#### Task statement
Pick out every line of the data below that contains the word "hand" and copy those lines. Case counts.

#### Coordinate annotation data
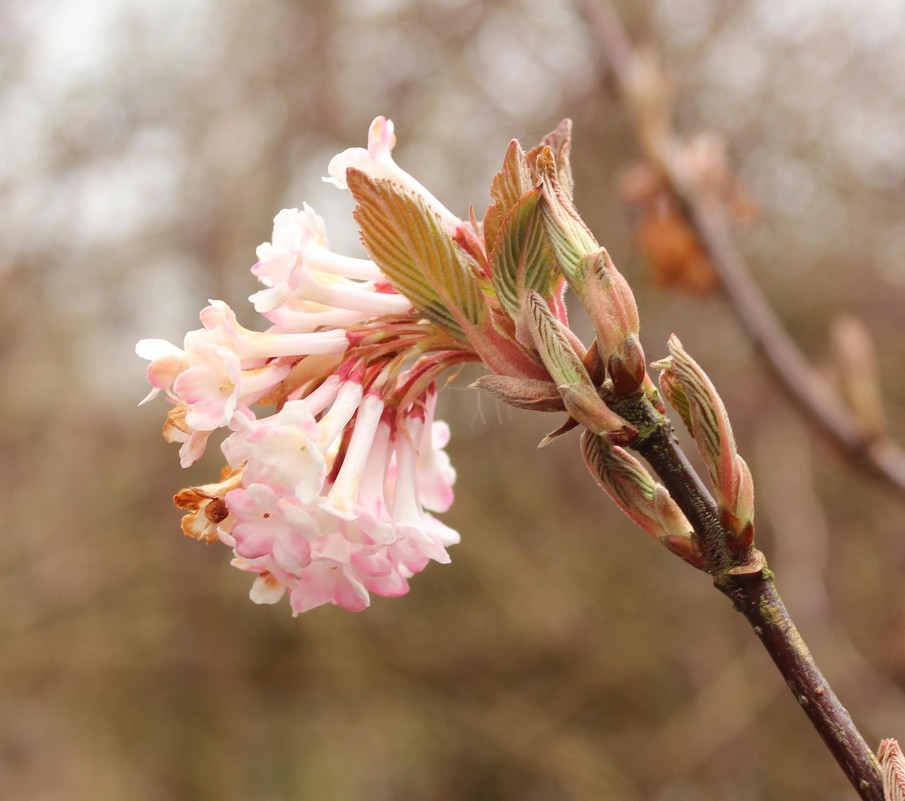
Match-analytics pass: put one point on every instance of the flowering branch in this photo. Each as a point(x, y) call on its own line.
point(328, 498)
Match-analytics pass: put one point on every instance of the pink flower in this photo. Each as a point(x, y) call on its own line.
point(309, 286)
point(324, 498)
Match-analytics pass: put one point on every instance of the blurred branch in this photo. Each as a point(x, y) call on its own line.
point(742, 575)
point(642, 86)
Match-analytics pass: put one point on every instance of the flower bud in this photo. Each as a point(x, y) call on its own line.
point(568, 372)
point(567, 234)
point(858, 375)
point(892, 767)
point(702, 410)
point(611, 306)
point(646, 502)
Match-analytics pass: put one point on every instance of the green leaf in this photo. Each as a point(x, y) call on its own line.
point(407, 240)
point(521, 258)
point(560, 143)
point(507, 187)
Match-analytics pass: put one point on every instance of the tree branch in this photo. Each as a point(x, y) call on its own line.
point(747, 581)
point(705, 214)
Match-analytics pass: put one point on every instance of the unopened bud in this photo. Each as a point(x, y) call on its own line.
point(523, 393)
point(563, 364)
point(858, 375)
point(610, 304)
point(635, 492)
point(702, 410)
point(567, 234)
point(568, 372)
point(206, 507)
point(588, 408)
point(892, 768)
point(672, 390)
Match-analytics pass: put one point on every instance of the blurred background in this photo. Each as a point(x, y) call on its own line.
point(563, 655)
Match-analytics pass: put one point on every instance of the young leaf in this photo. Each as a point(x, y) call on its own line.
point(560, 142)
point(409, 243)
point(507, 187)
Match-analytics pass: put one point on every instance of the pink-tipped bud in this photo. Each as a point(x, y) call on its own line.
point(693, 395)
point(892, 767)
point(568, 236)
point(568, 373)
point(635, 492)
point(611, 306)
point(856, 370)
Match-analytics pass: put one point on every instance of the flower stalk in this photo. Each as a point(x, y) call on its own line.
point(335, 462)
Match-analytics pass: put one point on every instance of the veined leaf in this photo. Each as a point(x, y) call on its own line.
point(521, 258)
point(507, 187)
point(560, 143)
point(409, 243)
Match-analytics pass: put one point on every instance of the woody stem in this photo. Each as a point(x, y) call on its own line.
point(745, 579)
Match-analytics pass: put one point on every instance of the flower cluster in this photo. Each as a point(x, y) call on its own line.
point(328, 497)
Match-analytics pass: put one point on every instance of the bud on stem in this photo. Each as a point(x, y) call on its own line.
point(645, 501)
point(568, 372)
point(692, 394)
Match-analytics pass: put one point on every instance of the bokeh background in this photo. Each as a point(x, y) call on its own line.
point(145, 148)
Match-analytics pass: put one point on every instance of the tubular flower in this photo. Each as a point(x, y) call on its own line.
point(335, 463)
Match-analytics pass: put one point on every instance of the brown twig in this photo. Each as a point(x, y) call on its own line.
point(746, 580)
point(705, 213)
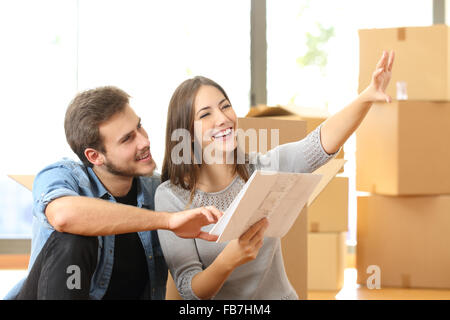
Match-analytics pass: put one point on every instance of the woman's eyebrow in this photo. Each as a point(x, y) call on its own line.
point(221, 101)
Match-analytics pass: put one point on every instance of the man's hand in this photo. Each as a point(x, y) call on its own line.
point(187, 224)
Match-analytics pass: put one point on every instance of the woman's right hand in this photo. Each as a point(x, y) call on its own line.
point(246, 248)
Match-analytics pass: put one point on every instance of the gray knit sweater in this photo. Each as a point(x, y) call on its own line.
point(262, 278)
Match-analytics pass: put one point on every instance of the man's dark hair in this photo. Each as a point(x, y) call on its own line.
point(87, 111)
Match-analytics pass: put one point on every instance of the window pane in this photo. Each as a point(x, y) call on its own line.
point(148, 48)
point(51, 49)
point(313, 55)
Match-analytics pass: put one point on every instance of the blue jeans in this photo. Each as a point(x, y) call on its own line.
point(63, 269)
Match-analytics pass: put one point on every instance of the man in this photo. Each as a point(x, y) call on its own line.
point(94, 231)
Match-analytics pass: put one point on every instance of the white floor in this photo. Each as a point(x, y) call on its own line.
point(8, 279)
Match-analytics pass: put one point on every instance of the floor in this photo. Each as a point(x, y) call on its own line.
point(11, 271)
point(353, 291)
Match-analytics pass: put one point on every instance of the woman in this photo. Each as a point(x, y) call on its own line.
point(250, 267)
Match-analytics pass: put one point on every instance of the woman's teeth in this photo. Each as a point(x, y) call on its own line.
point(223, 133)
point(143, 156)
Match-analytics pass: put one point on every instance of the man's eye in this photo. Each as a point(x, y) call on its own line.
point(126, 139)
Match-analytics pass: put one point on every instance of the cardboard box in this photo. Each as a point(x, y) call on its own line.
point(421, 60)
point(329, 212)
point(294, 247)
point(402, 148)
point(407, 238)
point(326, 260)
point(294, 244)
point(287, 131)
point(312, 116)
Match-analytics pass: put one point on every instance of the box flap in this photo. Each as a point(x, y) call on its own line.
point(267, 111)
point(328, 171)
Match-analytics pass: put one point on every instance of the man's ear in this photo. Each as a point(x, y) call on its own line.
point(95, 157)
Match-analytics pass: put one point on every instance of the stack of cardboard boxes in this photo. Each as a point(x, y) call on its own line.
point(314, 250)
point(403, 160)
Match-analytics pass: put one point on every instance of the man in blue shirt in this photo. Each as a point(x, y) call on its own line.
point(94, 232)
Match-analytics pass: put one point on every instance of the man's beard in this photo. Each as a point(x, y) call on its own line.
point(122, 172)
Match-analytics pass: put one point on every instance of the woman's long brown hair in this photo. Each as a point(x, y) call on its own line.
point(181, 116)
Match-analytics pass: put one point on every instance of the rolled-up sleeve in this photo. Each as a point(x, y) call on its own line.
point(51, 183)
point(304, 156)
point(180, 254)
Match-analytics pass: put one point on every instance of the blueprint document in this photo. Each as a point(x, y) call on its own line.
point(278, 196)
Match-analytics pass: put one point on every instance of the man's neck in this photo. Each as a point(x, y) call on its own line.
point(118, 186)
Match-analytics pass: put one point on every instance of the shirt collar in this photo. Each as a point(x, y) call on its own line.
point(143, 195)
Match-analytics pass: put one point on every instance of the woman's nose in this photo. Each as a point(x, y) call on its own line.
point(143, 141)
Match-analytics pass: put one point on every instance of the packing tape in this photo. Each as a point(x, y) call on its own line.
point(401, 34)
point(315, 226)
point(406, 280)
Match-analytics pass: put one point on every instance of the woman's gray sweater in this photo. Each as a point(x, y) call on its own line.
point(263, 278)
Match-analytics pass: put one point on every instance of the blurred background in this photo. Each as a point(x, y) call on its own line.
point(304, 53)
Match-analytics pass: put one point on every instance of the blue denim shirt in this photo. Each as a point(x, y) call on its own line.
point(70, 178)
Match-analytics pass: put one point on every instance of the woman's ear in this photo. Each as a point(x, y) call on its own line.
point(94, 157)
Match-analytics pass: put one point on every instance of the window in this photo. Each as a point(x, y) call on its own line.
point(313, 55)
point(51, 49)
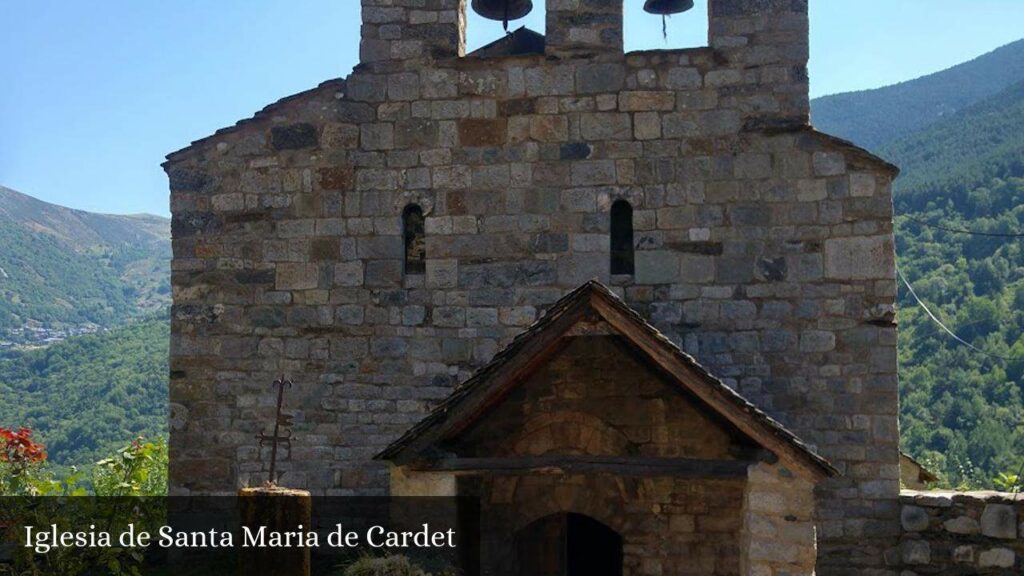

#### Task output
Match-analytics pass: put one point on every instance of the man's hand in this photo. Each as a point(x, y) call on its own line.
Match-analytics pass: put one point on every instance of the woman's right hand in this photo. Each as a point(x, y) call on its own line.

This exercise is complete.